### Work instruction
Whenever a line of the entries below holds the string "outline", copy that line and return it.

━━ Records for the exercise

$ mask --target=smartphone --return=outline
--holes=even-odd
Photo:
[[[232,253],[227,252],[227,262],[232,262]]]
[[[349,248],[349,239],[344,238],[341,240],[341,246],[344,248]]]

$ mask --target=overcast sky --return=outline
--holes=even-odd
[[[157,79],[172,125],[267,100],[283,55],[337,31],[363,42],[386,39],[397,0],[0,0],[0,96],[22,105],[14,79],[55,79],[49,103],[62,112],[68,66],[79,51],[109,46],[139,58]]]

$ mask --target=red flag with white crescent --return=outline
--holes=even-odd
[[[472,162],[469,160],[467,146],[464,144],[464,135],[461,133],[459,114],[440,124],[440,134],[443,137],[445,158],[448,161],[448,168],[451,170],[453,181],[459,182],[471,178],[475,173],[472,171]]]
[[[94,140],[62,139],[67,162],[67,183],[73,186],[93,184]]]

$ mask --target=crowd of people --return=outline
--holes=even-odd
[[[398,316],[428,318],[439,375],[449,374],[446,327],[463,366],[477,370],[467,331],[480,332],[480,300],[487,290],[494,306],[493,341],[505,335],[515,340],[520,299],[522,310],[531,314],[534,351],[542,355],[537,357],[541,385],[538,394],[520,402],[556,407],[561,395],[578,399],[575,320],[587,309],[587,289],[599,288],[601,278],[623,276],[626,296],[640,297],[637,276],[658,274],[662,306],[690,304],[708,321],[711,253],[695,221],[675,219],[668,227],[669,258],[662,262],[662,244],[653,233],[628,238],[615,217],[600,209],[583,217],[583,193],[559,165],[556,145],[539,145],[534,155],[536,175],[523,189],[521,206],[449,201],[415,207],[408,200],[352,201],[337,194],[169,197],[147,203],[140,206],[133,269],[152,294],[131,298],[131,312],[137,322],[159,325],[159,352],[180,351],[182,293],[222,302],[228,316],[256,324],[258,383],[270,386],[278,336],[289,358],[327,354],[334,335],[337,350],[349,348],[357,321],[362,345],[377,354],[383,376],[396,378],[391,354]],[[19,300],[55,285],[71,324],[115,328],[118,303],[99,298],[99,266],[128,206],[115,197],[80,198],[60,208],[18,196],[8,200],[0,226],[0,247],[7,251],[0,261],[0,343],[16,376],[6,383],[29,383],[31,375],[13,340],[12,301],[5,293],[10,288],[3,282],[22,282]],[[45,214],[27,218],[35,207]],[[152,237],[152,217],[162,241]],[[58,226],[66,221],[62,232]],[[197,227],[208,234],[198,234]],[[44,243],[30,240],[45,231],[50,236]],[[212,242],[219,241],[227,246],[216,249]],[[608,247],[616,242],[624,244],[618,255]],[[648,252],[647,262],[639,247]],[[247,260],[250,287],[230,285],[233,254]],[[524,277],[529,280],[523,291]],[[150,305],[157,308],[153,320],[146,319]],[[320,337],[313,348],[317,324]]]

━━━━

### Expected answer
$ mask --target=smartphone --return=outline
$ mask --target=overcast sky --return=outline
$ mask --target=red flag with white crescent --return=outline
$ mask --target=crowd of people --return=outline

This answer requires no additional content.